Acórdão nº 2440/13.6TBLRA.C1 de Court of Appeal of Coimbra (Portugal), 09 de Maio de 2017

Magistrado ResponsávelV
Data da Resolução09 de Maio de 2017
EmissorCourt of Appeal of Coimbra (Portugal)

Acordam no Tribunal da Relação de Coimbra: I – Relatório M (…), com os sinais dos autos, intentou (em 18/05/2013) ação declarativa, ao tempo sob a forma de processo ordinário, contra T (…) também com os sinais dos autos, pedindo a condenação do R. a pagar-lhe a quantia de € 50.912,50, por enriquecimento ilícito, acrescida de juros de mora legais desde a citação e até integral pagamento.

Para tanto, alegou, em síntese, que: - tendo sido casada com o R., do qual se encontra divorciada (desde 19/10/2004), juntos construíram, na pendência do casamento, a casa de morada de família, em terreno doado a ambos, mesmo que registado apenas em nome daquele; - apesar de esse imóvel ser bem comum de ambos, foi vendido pelo R., em 30/07/2010, na pendência de processo de inventário, à revelia da A., pelo preço declarado de € 162.500,00, mas que terá sido superior, tendo o demandado lucrado com a venda, após liquidação do empréstimo bancário contraído, no quantitativo de € 101.825,00, assistindo à A. o direito a metade, à luz das regras do enriquecimento sem causa.

Contestou o R., defendendo-se por impugnação, bem como afirmando que a doação referida não foi aceite pela A., sendo que teria que ser realizada por convenção antenupcial, o que não ocorreu, determinando a sua invalidade, mais alegando que a moradia foi construída pelo R. em solteiro, encontrando-se concluída na data do casamento, pelo que é bem próprio deste, que pagou todas as prestações do empréstimo, sendo que, se o prédio, vendido pelo valor escriturado, fosse bem comum, então o R. seria credor da A. pelo valor da parcela de implantação, e concluindo pela improcedência da ação e pela condenação da A., como litigante de má-fé, em multa e indemnização, em montante a fixar pelo Tribunal.

Com dispensa da audiência prévia, foi proferido despacho saneador, fixando-se o objeto do litígio e os temas de prova, sem reclamações.

Foi realizada a audiência final, seguida da prolação de sentença (datada de 03/08/2016), que decidiu de facto e de direito, julgando improcedente a ação, com consequente total absolvição do R..

Inconformada com o assim decidido, veio a A. interpor recurso, apresentando alegação, culminada com as seguintes Conclusões ([1]): (…) Foi apresentada contra-alegação, concluindo o Recorrido pelo bem fundado da decisão em crise e consequente improcedência total do recurso.

Dados de entrada =
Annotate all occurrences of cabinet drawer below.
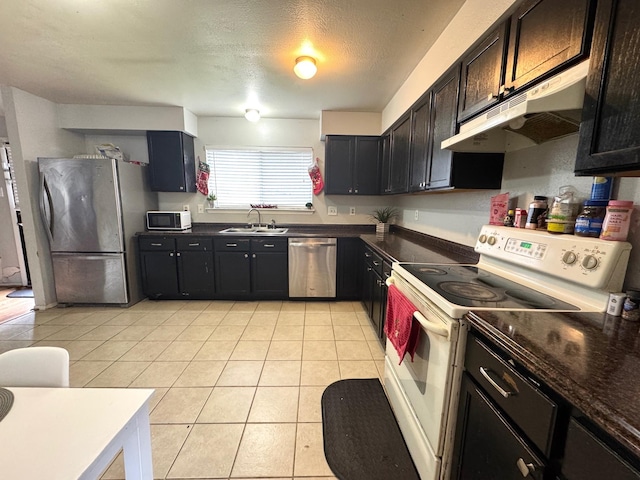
[214,238,251,252]
[176,237,213,252]
[251,238,289,252]
[465,337,558,456]
[138,237,176,251]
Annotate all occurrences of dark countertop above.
[468,311,640,458]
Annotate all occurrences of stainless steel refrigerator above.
[38,158,157,305]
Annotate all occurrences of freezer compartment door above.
[51,253,129,304]
[38,158,125,253]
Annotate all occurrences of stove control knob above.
[562,251,578,265]
[582,255,598,270]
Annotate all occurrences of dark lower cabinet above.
[138,236,215,299]
[336,237,362,300]
[251,238,289,299]
[361,246,391,345]
[140,250,180,299]
[575,0,640,176]
[562,417,640,480]
[451,375,546,480]
[215,237,289,299]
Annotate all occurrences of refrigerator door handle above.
[40,174,53,242]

Partes do exercício =
1. Liste todas as datas distintas que aparecem no acórdão, cada uma na forma em que está escrita.
2. Transcreva dos registros, sem alterações, as linhas que vão do início até a linha que contém "[38,158,125,253]", inclusive. Deixe as imagens de fora da resposta.

Respostas do exercício =
1.
09 de Maio de 2017
18/05/2013
19/10/2004
30/07/2010
03/08/2016

2.
Annotate all occurrences of cabinet drawer below.
[214,238,251,252]
[176,237,213,252]
[251,238,289,252]
[465,337,558,456]
[138,237,176,251]
Annotate all occurrences of dark countertop above.
[468,311,640,458]
Annotate all occurrences of stainless steel refrigerator above.
[38,158,157,305]
Annotate all occurrences of freezer compartment door above.
[51,253,129,304]
[38,158,125,253]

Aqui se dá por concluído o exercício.